--- SELECTED PASSAGE ---

[Start of section]

MPLX LP: The Best 9% Yielder on the Market?
This High-Yield Energy Stock Could Be Special
Every income investor wants to earn a high dividend yield. But the blunt reality is, the higher up you go on the yield ladder, the less safe the payout generally becomes. After all, if there happens to be a safe high-yield stock, investors would rush toward it, bidding up its share price, and before long, its yield would drop back to average.
But sometimes there are exceptions to the rule, and MPLX LP (NYSE:MPLX) could be one of them.
MPLX is a master limited partnership (MLP) created by Marathon Petroleum Corp (NYSE:MPC) in 2012 to own, operate, develop, and acquire midstream energy infrastructure assets.
The company’s portfolio consists of crude oil and refined product pipelines; an inland marine business; light product terminals; storage caverns; refined tanks; docks; loading racks and associated piping; and crude oil and light product marine terminals. The partnership also owns crude oil and natural gas gathering systems and pipelines, as well as natural gas and natural gas liquid (NGL) processing and fractionation facilities.
That sizable asset portfolio allows MPLX LP to have two successful operating segments: Logistics and Storage, and Gathering and Processing.
While MPLX may not be a familiar ticker, the partnership commands more than $30.0 billion of market capitalization, meaning it’s a large-cap energy stock.
As I said, we’re going up the yield ladder here. MPLX stock has a quarterly distribution rate of $0.6875 per unit, which translates to an annual yield of nine percent at its current unit price.
An ultra-high-yielding energy stock—albeit a large-cap one—doesn’t usually come across as a safe income play, but here’s what you need to know.
When MPLX was formed in 2012, it had a quarterly distribution rate of $0.2625 per unit. From its creation to the first quarter of 2020, the MLP was raising its payout every single quarter. And then, as energy companies entered a very difficult operating environment because of the COVID-19 pandemic, the partnership simply maintained its payout. (Source: “Distributions,” MPLX LP, last accessed June 17, 2021.)
In other words, MPLX stock has paid steady or increasing distributions since its inception. Even though its track record doesn’t go very far back, it should be considered a sign of strength that the partnership didn’t cut back its payout during these very volatile years for the energy sector.

[End of section]

--- RECORDED DATA ---
[Start of section]

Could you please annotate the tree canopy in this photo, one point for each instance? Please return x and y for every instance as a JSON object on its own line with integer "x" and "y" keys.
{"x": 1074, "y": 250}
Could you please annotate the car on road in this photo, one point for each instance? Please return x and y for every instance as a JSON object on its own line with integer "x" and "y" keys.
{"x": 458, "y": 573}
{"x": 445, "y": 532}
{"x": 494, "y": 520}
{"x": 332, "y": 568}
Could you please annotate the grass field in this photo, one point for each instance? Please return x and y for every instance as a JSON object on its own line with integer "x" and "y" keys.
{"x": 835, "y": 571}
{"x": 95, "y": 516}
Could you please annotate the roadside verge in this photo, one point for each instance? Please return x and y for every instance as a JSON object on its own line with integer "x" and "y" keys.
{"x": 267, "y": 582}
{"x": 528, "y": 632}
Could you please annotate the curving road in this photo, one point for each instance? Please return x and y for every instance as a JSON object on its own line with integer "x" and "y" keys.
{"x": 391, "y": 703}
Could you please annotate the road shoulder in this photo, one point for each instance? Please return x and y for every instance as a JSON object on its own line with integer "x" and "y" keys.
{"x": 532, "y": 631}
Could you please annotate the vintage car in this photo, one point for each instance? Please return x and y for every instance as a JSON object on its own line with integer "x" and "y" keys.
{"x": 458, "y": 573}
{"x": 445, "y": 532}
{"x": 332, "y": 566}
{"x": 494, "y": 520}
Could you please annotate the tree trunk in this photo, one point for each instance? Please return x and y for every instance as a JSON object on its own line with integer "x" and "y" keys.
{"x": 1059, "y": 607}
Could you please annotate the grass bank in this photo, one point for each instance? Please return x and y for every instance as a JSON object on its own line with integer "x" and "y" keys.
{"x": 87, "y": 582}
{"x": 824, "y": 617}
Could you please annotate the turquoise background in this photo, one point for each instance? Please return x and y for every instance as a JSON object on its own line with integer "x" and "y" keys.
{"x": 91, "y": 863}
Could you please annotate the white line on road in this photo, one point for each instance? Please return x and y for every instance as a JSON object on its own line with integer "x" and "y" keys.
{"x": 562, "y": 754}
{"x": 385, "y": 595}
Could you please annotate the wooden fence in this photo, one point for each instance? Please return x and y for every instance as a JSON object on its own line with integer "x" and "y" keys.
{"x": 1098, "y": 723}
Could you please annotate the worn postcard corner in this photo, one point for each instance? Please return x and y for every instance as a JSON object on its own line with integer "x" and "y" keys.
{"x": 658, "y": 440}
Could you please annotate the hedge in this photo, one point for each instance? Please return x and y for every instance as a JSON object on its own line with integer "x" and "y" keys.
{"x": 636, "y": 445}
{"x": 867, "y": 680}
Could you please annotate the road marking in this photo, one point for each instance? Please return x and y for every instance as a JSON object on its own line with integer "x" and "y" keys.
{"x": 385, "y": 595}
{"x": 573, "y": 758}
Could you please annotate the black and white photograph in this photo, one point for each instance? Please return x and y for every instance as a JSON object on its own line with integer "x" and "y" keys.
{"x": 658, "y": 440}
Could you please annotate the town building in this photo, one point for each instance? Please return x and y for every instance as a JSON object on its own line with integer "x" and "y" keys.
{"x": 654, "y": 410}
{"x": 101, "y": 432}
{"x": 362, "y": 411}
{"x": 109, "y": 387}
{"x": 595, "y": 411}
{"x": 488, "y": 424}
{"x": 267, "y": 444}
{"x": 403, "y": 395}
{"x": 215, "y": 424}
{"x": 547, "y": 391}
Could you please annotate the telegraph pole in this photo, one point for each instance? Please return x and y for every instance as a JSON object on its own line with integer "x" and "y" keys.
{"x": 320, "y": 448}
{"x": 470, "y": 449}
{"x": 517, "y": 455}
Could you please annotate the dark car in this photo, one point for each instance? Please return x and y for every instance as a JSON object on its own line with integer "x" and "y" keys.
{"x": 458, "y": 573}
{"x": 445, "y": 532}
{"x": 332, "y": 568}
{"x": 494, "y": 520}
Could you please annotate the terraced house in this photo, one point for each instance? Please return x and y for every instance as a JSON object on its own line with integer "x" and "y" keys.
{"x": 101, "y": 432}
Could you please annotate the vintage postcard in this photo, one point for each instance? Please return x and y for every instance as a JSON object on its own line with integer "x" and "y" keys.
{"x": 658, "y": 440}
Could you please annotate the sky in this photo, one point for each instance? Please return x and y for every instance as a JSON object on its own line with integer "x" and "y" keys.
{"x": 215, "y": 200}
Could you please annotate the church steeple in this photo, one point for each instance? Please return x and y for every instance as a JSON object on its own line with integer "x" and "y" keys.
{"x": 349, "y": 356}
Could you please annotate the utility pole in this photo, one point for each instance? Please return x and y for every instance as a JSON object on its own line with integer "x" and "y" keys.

[End of section]

--- PROBLEM TO SOLVE ---
Please answer these questions from the MPLX article:
1. In what year did Marathon Petroleum create MPLX?
2. What are the partnership's two operating segments?
3. What quarterly distribution rate per unit did MPLX have when it was formed?

--- ANSWER SECTION ---
1. 2012
2. Logistics and Storage, and Gathering and Processing
3. $0.2625 per unit